Objective: Resume the post about seeing 35mm film prints at the TCM festival, writing on from its final sentence.

[Text shown start]

I thought the entire point of this TCM festival was to be able to see 35mm film prints of classic films in classic original movie theatres. If something like the newly re-restored METROPOLIS is only available as a high-definition digital file, that would be the exception, but I was under the impression that even that had a new 35mm print struck for a theatrical release over the summer.

Perhaps they finally made a new 35mm print of KING KONG that finally matches the contrast and gamma of all the restored bits that really stood out as being patched back in with the old prints in circulation.

[Text shown end]
[Extracted records start]

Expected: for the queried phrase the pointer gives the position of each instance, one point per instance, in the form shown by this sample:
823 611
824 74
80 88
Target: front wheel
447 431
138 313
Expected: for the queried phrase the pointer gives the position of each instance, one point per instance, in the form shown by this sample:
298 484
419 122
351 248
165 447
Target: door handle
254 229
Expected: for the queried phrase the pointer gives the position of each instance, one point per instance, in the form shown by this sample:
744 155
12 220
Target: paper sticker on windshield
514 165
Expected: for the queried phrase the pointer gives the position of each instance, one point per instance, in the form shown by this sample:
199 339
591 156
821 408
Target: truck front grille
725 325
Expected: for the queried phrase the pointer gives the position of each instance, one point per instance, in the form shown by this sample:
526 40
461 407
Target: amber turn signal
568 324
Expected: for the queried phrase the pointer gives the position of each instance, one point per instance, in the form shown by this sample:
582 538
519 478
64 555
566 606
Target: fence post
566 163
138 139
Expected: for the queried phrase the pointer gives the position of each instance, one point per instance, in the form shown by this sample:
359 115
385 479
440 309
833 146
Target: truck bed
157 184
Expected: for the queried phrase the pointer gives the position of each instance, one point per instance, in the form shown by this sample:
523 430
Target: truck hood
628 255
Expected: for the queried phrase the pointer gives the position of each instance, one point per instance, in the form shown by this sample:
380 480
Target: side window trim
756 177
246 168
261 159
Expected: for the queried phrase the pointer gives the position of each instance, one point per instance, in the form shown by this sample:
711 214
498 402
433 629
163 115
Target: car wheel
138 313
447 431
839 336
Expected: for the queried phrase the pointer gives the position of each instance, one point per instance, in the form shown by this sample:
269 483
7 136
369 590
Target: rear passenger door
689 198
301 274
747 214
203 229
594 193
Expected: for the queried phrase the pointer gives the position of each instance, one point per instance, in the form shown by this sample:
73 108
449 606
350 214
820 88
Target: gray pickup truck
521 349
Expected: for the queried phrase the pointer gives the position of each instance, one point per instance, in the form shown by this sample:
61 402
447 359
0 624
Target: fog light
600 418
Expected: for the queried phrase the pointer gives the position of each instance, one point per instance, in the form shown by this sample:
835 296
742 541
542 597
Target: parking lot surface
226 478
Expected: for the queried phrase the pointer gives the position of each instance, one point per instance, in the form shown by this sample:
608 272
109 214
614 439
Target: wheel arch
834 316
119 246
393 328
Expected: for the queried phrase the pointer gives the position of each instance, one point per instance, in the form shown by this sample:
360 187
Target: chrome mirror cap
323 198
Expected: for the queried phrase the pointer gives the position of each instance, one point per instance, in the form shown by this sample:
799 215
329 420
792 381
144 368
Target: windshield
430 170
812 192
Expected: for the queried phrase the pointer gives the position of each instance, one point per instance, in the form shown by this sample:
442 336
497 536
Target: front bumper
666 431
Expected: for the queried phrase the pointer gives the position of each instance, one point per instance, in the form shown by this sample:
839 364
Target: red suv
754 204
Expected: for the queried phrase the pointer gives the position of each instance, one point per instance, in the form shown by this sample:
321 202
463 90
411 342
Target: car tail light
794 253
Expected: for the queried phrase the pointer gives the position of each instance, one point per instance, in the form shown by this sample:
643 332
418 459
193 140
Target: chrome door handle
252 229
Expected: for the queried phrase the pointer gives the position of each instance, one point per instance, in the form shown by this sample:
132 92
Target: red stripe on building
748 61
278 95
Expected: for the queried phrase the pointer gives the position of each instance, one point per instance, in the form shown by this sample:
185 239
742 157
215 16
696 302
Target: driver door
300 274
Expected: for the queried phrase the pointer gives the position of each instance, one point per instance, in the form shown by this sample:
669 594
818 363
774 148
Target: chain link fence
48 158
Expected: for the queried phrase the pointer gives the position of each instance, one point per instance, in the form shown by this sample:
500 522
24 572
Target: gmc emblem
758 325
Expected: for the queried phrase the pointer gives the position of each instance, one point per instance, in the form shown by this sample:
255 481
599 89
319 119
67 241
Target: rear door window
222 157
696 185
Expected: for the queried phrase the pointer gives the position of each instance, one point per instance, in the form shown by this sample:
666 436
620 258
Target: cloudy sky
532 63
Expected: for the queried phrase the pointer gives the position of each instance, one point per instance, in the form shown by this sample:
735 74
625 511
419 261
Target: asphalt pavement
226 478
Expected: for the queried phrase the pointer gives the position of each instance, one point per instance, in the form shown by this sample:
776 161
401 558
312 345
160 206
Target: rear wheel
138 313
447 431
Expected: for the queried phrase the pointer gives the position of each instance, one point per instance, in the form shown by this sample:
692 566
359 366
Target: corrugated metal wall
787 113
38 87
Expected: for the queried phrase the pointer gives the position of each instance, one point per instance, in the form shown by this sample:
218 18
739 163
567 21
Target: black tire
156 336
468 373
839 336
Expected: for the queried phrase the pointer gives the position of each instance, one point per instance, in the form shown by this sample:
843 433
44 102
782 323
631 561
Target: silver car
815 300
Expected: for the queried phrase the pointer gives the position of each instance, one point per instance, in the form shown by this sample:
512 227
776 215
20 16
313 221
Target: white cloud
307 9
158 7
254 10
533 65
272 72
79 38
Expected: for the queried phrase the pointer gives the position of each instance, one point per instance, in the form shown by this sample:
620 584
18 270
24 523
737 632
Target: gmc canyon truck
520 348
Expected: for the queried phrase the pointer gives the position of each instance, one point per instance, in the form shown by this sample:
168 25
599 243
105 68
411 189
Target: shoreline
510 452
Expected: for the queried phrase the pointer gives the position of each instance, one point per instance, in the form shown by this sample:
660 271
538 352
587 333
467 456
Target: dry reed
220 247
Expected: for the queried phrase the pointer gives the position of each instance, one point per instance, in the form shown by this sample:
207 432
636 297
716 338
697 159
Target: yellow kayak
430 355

[Extracted records end]

Final result:
As for grain, I remember seeing KING KONG theatrically in the 1970s several times, and it had a smooth, lustrous sheen of fine grain typical of any good 35mm black and white print. I also used to have, however, a cheap $100 16mm dupe that was so grainy it looked like a bad dupe of an 8mm blowup, and it was all you could do to recognize what was happening through the grainstorm. KING KONG is one of the Warner-owned titles slated for BluRay release in the next year or two, so it's possible a new hi-def scan and cleanup has been already done, but I'd expect for a much-ballyhooed festival with tickets selling for a couple of grand that they ought to output any digital transfer back to 35mm film for projection. I'd certainly not be too happy if it's just the same video format as a soon-to-be released BluRay version, and if it's merely a DVD screening, I'd demand my money back! The DVD may look good on a 27" TV set, but it can't approach a 35mm print (and I've seen various different very good-looking 35mm prints of it over the years, including one with French and Arabic subtitles in an open-air Cairo theatre).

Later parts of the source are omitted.